## What you need to do
From the data below, extract every line that contains the string "positive". Case counts.

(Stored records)
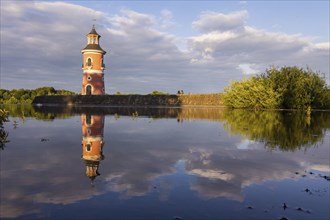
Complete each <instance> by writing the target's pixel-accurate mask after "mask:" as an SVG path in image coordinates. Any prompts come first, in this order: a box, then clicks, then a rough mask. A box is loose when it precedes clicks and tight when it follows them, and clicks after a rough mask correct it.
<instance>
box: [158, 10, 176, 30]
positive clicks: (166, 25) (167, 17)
mask: <svg viewBox="0 0 330 220" xmlns="http://www.w3.org/2000/svg"><path fill="white" fill-rule="evenodd" d="M160 14H161V18H160V22H161V24H160V27H161V28H164V29H168V28H171V27H173V26H174V25H175V22H174V21H173V14H172V12H171V11H170V10H167V9H164V10H162V11H161V12H160Z"/></svg>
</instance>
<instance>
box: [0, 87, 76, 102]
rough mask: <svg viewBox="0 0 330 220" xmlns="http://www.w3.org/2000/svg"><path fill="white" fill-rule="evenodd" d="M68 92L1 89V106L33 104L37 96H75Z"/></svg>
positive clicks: (23, 89) (71, 93)
mask: <svg viewBox="0 0 330 220" xmlns="http://www.w3.org/2000/svg"><path fill="white" fill-rule="evenodd" d="M74 94H75V93H74V92H71V91H68V90H55V89H54V88H53V87H41V88H37V89H32V90H30V89H13V90H6V89H0V104H31V103H32V101H33V99H34V98H35V97H36V96H47V95H74Z"/></svg>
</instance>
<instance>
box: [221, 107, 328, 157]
mask: <svg viewBox="0 0 330 220" xmlns="http://www.w3.org/2000/svg"><path fill="white" fill-rule="evenodd" d="M223 122H224V127H225V128H226V129H227V130H228V131H229V132H230V133H231V134H235V135H241V136H243V137H245V138H248V139H250V140H254V141H260V142H264V143H265V145H266V147H268V148H269V149H272V150H273V149H280V150H284V151H294V150H296V149H300V148H301V147H310V146H313V145H314V144H316V143H317V142H318V141H320V140H321V139H322V138H323V136H324V134H325V131H326V129H329V128H330V112H327V111H324V112H312V113H311V115H310V116H307V115H306V114H305V113H304V112H303V111H255V110H251V111H248V110H242V109H234V110H229V109H227V110H225V111H224V114H223Z"/></svg>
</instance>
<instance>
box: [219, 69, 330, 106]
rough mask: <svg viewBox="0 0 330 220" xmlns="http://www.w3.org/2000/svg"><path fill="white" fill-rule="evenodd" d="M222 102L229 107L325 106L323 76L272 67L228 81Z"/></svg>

## Task answer
positive clicks: (166, 25) (167, 17)
positive clicks: (23, 89) (71, 93)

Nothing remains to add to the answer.